## OBJETIVO A
Extraia todas as linhas que contêm a palavra "yellow", levando em conta a diferença entre maiúsculas e minúsculas.

## TRECHO DA PÁGINA
◇ ◇ ◇ ◇ ◇ ◇ ◇
Dependendo da idade ou do momento de vida, sentimos sua passagem de maneira
diferente. Nos primeiros anos da infância, temos a sensação de que ele passa
muito devagar, quase como se fosse imóvel. Algumas crianças reclamam que
demora muito para chegar o aniversário, ou que os minutos durante os quais
são colocadas de castigo parecem uma eternidade. Conforme passamos pela
adolescência e chegamos à fase adulta, aumentam nossos compromissos e a
sensação é que o tempo começa a passar mais depressa. Para algumas pessoas,
principalmente as solitárias, ao atingir a velhice, o tempo também passa
lentamente.
Nossa
noção de tempo não está ligada apenas ao nosso íntimo – o tempo psicológico
–, mas está relacionada também à cultura e à sociedade em que estamos
inseridos. Percebemos sua passagem também a partir dos pontos de referência
demarcados por outras pessoas. Esses pontos de referência evoluíram muito
desde o início da humanidade. O tempo tem, portanto, uma história.
As
primeiras formas de marcar o tempo estavam relacionadas ao movimento dos
corpos celestes. Em particular, o movimento do Sol, da Lua e das estrelas
foram os primeiros relógios. Outros instrumentos como os relógios de areia e
a clipsidra (uma espécie de concha furada para vazar a água) eram utilizados
para medir intervalos mais curtos.
De
maneira mais objetiva, o tempo começou a ser medido com maior precisão na
época das Grandes Navegações, pois seu conhecimento era de fundamental
importância para orientar os navegantes. A diferença entre o tempo medido no
relógio e aquele associado com a posição do Sol permitia que os navegantes
determinassem a longitude, ou seja, quanto eles tinham viajado na direção
oeste-leste. A medida da latitude – quanto eles tinham viajado na direção
norte-sul – era determinada a partir da posição das estrelas no céu.
Por
volta do ano de 1762 foi inventado um relógio que tinha a precisão de um
segundo em um mês, mesmo em um barco em movimento. O relógio era acertado com
a hora do ponto de partida da embarcação e a longitude do ponto era calculada
comparando a diferença entre a hora local (medida pela altura solar, por
exemplo) com a hora que o relógio marca. Cada hora de diferença para mais ou
para menos corresponde a um deslocamento de 15 graus de longitude leste ou
oeste, respectivamente.
De
Galileu a Einstein
Galileu
Galilei, um dos maiores gênios da história, preocupou-se em medir e utilizar
o tempo como uma maneira de compreender a natureza. Ao determinar equações de
movimento da queda dos corpos, Galileu começou a mostrar que ele faz parte da
natureza, pois era possível prever os movimentos conforme o tempo passava.
Posteriormente, Isaac Newton, que construiu as bases da física clássica,
apresentou o conceito de tempo absoluto, como se fosse um rio que fluísse
sempre para frente e de maneira uniforme, seja qual fosse o ponto de vista –
o tempo simplesmente passa.
◇ ◇ ◇ ◇ ◇ ◇ ◇
## DADOS DISPONÍVEIS
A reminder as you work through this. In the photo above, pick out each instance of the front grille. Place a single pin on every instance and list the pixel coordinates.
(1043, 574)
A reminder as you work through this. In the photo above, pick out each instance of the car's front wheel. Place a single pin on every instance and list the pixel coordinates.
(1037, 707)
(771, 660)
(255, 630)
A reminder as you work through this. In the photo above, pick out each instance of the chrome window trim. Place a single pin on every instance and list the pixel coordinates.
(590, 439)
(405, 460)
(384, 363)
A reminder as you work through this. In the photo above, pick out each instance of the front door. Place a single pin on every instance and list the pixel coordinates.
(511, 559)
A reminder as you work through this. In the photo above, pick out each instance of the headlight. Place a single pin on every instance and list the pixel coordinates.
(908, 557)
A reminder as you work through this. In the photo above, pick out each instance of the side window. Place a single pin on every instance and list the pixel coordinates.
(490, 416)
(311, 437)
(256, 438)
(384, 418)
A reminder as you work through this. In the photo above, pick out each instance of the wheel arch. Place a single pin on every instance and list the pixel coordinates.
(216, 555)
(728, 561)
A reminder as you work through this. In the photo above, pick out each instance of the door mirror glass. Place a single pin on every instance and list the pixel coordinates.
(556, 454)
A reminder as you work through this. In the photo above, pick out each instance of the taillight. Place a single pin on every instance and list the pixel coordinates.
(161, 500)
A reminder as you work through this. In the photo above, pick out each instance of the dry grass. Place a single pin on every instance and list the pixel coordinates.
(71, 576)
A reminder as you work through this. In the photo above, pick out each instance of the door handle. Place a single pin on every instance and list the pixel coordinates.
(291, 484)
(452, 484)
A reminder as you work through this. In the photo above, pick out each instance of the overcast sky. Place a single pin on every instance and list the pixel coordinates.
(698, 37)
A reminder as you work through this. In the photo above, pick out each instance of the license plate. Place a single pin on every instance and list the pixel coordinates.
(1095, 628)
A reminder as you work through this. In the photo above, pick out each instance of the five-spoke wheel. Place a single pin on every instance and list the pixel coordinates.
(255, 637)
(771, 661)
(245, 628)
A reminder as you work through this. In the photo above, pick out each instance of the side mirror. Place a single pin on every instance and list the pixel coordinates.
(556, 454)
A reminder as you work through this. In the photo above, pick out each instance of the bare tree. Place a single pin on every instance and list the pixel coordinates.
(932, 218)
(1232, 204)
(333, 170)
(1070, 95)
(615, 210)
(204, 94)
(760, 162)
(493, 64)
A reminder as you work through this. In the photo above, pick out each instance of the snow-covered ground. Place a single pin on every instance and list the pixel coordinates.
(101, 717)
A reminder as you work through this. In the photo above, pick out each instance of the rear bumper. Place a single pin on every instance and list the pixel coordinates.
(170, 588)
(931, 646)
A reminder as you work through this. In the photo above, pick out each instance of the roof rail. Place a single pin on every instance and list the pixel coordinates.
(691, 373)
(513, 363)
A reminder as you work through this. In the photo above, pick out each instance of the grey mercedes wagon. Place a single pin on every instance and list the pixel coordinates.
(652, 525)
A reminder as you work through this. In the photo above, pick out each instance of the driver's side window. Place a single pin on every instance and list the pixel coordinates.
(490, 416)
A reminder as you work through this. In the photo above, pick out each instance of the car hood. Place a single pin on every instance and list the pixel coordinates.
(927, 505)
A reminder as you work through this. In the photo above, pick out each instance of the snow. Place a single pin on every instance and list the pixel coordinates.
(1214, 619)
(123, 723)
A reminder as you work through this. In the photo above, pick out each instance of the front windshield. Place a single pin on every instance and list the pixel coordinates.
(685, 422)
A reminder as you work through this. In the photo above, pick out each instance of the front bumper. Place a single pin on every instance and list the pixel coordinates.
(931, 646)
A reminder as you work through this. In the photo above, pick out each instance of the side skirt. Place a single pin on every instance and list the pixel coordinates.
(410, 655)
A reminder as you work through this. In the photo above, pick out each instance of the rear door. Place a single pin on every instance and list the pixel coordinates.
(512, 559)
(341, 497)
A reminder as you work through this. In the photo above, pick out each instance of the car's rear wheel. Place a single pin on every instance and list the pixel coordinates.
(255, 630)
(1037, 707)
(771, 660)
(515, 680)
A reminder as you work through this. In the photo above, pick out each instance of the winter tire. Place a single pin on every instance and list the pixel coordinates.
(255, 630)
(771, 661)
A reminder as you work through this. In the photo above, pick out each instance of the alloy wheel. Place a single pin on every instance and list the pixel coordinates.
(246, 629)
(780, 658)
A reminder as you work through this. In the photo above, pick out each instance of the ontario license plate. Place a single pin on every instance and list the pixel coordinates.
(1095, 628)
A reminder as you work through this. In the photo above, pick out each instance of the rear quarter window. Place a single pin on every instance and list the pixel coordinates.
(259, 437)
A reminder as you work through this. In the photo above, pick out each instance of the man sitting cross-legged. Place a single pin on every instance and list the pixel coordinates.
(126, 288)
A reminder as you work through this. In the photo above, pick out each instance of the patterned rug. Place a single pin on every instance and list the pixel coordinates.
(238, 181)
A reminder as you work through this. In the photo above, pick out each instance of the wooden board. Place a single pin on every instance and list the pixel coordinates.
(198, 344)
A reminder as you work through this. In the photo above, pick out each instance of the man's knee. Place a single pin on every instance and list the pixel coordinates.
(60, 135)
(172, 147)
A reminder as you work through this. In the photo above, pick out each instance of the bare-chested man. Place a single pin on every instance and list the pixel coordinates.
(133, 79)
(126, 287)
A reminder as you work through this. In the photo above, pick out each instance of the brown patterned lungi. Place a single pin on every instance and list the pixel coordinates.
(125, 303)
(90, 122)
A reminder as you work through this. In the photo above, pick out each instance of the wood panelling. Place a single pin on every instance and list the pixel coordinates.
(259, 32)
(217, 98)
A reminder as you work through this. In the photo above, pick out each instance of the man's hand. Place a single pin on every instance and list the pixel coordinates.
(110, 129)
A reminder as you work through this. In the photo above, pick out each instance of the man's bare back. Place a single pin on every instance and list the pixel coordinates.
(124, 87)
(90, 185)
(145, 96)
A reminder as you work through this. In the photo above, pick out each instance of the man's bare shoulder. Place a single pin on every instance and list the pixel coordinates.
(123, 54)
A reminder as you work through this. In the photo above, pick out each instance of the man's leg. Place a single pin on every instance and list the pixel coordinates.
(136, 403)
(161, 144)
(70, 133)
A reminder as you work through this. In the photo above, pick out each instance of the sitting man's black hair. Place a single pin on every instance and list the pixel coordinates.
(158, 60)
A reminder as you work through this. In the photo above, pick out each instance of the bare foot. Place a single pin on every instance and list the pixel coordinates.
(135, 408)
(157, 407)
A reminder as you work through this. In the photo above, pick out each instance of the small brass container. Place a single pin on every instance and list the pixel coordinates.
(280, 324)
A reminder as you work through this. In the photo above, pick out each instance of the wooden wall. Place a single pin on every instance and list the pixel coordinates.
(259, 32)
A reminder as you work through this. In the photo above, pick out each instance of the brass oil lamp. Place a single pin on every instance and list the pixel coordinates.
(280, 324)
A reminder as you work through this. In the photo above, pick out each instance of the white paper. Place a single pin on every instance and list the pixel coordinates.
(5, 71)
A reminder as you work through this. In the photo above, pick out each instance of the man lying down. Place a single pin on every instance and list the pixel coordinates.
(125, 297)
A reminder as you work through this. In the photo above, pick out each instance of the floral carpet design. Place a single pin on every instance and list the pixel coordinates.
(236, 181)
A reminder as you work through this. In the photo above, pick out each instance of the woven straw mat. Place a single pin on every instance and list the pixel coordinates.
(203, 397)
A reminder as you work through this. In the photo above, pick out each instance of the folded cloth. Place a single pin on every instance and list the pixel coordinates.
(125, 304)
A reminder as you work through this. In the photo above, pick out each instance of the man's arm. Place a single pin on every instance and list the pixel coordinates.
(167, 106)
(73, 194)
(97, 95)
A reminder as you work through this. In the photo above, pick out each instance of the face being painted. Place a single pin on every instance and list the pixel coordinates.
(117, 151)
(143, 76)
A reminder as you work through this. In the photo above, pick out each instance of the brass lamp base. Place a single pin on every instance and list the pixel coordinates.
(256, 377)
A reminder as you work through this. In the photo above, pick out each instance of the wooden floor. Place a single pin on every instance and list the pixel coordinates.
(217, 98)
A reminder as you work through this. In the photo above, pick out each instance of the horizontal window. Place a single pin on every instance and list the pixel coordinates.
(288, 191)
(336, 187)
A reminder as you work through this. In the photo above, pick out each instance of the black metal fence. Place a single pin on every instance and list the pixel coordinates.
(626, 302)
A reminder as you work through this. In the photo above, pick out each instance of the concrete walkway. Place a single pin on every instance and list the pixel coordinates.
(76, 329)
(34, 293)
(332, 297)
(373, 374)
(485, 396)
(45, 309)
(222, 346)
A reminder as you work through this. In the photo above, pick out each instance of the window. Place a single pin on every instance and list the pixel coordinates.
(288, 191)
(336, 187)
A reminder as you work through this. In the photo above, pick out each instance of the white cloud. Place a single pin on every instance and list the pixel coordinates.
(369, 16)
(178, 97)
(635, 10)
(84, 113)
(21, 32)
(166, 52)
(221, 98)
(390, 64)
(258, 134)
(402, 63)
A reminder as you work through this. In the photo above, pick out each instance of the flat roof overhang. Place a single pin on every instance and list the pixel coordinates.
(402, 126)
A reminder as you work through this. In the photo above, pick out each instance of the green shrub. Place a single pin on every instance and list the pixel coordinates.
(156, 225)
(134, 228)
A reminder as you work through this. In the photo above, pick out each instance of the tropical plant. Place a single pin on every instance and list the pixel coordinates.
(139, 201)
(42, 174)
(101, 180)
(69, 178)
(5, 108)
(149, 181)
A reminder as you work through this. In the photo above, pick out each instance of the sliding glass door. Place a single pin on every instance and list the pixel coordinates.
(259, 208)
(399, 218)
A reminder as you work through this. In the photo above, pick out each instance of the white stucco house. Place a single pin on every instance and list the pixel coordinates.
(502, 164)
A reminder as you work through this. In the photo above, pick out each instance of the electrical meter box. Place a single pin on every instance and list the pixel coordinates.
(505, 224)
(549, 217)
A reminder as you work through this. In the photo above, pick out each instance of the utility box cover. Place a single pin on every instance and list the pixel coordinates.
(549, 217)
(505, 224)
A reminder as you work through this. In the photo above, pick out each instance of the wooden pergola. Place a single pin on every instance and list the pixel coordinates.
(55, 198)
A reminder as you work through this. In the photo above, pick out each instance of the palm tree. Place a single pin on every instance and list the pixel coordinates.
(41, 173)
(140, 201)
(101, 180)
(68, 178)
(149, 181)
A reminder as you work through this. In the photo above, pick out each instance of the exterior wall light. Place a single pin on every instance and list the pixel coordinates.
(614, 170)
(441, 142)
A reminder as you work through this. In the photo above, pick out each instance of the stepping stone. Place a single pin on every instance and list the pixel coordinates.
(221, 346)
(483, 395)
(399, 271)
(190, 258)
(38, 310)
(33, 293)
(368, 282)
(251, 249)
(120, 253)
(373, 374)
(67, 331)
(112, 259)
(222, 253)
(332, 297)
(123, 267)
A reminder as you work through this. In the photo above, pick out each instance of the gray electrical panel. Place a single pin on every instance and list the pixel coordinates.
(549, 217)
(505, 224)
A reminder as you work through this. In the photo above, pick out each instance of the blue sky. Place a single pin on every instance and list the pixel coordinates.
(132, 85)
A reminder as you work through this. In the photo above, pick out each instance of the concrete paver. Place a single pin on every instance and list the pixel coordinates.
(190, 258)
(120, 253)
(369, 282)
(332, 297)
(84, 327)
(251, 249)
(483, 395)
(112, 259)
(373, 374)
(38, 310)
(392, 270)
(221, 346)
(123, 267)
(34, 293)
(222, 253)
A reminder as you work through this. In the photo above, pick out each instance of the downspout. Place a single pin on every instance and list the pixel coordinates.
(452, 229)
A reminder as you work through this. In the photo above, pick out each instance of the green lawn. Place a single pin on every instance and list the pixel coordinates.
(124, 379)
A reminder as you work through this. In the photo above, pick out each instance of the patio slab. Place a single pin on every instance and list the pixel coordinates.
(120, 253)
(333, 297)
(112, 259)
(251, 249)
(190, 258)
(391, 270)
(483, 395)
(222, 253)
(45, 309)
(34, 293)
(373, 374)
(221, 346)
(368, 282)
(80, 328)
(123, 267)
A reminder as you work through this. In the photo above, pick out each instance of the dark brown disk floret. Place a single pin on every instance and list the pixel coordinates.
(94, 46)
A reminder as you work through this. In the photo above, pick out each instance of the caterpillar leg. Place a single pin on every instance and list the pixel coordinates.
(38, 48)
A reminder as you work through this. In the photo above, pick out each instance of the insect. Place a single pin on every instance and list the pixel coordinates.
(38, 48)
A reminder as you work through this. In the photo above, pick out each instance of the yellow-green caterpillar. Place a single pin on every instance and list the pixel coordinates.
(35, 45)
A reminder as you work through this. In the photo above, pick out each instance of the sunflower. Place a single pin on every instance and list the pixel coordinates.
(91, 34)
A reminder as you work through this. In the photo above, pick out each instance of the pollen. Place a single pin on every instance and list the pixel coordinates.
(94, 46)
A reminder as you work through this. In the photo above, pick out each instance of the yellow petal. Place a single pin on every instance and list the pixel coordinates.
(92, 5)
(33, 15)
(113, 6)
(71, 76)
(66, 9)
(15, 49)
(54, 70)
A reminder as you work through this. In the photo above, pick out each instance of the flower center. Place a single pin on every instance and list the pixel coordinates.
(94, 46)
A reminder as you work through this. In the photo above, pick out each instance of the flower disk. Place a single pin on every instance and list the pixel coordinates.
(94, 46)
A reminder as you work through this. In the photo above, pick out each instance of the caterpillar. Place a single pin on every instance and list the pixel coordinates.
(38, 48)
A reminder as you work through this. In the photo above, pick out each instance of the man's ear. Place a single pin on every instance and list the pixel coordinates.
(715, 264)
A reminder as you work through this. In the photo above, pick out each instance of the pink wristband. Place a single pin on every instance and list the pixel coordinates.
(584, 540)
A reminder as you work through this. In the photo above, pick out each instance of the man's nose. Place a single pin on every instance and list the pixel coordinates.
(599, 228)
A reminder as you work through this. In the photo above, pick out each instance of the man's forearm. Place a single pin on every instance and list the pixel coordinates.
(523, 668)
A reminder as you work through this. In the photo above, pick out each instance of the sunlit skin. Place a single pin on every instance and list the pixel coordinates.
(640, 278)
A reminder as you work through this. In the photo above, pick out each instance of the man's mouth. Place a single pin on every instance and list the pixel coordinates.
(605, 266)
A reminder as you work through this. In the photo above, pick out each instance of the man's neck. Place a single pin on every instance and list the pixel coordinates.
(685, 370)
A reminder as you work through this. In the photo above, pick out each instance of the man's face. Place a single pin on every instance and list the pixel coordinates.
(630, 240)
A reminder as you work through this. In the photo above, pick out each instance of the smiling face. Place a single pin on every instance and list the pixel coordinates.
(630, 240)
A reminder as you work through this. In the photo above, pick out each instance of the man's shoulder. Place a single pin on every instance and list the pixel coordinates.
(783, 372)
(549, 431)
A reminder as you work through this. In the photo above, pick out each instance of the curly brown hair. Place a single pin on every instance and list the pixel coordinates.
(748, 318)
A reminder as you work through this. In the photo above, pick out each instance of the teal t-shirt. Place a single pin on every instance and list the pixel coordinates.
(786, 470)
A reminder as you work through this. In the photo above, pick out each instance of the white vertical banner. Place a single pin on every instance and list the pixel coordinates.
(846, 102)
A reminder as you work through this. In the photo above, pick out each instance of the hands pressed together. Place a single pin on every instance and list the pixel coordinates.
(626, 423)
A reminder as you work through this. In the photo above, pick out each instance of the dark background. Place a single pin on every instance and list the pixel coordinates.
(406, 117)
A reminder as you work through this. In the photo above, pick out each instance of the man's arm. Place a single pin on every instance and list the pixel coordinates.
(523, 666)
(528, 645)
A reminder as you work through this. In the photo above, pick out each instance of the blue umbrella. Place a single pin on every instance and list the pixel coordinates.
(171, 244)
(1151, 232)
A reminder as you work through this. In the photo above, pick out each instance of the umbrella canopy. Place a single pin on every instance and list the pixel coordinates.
◇ ◇ ◇ ◇ ◇ ◇ ◇
## OBJETIVO B
Dê continuidade ao texto sobre a história da medição do tempo, começando logo após a última frase apresentada.

## RESPOSTA A
A reminder as you work through this. In the photo above, pick out each instance of the yellow-green caterpillar. Place a single pin on every instance and list the pixel coordinates.
A reminder as you work through this. In the photo above, pick out each instance of the yellow petal. Place a single pin on every instance and list the pixel coordinates.

## RESPOSTA B
A
persitência da memória, tela de 1931 do catalão Salvador Dalí (1904-1989).
Entretanto,
no começo do século 20, o conceito de tempo, principalmente na física, mudou
radicalmente. Para explicar novas descobertas e ideias, como o fato de a luz
ser uma onda eletromagnética que viaja sempre na mesma velocidade de 300.000
km/s (1.080.000.000 km/h), independentemente de quem a esteja observando,
Albert Einstein, o cientista mais importante do século passado, introduziu o
conceito de que o tempo e o espaço não são coisas distintas, mas formam uma
unidade e não são apenas o palco no qual ocorrem os eventos da natureza, mas
também os protagonistas dessa história.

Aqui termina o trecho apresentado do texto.